* JOB ITEM *
Please repeat the following lines back verbatim, leaving out the pictures.
----------------
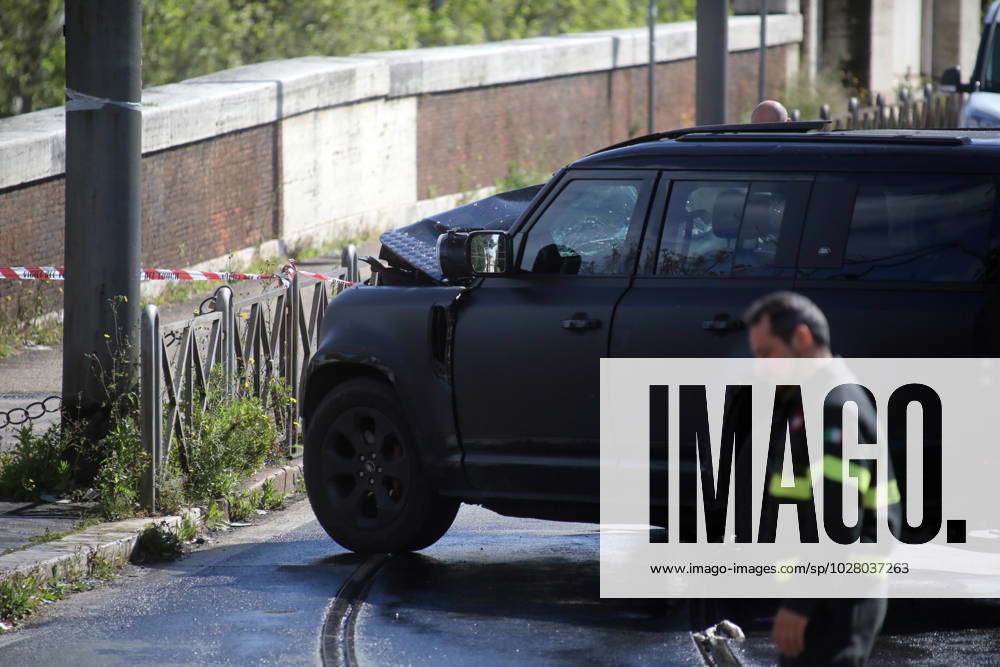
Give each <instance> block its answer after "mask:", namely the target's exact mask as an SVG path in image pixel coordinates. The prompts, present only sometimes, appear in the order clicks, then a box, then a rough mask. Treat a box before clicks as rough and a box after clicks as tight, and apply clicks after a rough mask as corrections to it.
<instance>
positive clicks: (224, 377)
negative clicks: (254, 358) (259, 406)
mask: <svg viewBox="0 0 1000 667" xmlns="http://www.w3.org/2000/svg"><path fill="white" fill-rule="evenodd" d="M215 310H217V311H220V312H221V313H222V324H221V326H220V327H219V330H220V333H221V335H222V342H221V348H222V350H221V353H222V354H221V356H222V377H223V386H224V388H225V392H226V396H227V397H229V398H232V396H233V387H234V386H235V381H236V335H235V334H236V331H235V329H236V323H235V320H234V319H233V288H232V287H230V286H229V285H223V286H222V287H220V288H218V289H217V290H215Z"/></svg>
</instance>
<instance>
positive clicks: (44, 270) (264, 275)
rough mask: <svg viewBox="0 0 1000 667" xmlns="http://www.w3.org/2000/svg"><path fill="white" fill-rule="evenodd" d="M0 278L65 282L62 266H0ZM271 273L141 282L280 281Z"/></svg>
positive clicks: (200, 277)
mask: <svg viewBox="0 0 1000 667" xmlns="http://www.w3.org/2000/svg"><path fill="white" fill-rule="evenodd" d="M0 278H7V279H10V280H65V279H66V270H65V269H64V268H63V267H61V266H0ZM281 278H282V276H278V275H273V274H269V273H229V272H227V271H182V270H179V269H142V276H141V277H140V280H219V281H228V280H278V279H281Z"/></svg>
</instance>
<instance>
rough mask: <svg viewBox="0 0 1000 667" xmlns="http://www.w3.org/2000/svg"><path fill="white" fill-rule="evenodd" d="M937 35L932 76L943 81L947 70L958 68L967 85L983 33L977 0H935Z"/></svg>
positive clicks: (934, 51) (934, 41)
----------------
* EXERCISE OUTPUT *
Give each <instance> block its answer after "mask:", namely the target's exact mask as an SVG path in image pixel coordinates. The prompts, present only sometimes, appear in the order clicks, then a box, then a rough mask. Treat a box before clicks as rough and a box after clicks as tight, and apply clicks after a rough mask as corrections to it.
<instance>
positive clicks: (224, 377)
negative clicks: (254, 358) (259, 406)
mask: <svg viewBox="0 0 1000 667" xmlns="http://www.w3.org/2000/svg"><path fill="white" fill-rule="evenodd" d="M215 310H217V311H220V312H221V313H222V324H221V326H220V327H219V330H220V333H221V335H222V342H221V348H222V350H221V353H222V354H221V356H222V377H223V386H224V388H225V392H226V396H227V397H229V398H232V396H233V387H234V386H235V381H236V335H235V334H236V331H235V329H236V323H235V320H234V319H233V288H232V287H230V286H229V285H223V286H222V287H220V288H218V289H217V290H215Z"/></svg>
</instance>
<instance>
positive clicks: (44, 270) (264, 275)
rough mask: <svg viewBox="0 0 1000 667" xmlns="http://www.w3.org/2000/svg"><path fill="white" fill-rule="evenodd" d="M0 278L65 282L62 266H0ZM271 273L141 282L280 281Z"/></svg>
positive clicks: (200, 277)
mask: <svg viewBox="0 0 1000 667" xmlns="http://www.w3.org/2000/svg"><path fill="white" fill-rule="evenodd" d="M0 278H7V279H10V280H65V279H66V270H65V269H64V268H63V267H61V266H0ZM281 278H282V276H278V275H273V274H269V273H229V272H227V271H182V270H179V269H142V276H141V277H140V280H219V281H228V280H278V279H281Z"/></svg>
</instance>
<instance>
rough mask: <svg viewBox="0 0 1000 667" xmlns="http://www.w3.org/2000/svg"><path fill="white" fill-rule="evenodd" d="M937 35L932 76L943 81L947 70L958 68L967 85L983 33L977 0H935Z"/></svg>
positive clicks: (934, 51) (934, 41)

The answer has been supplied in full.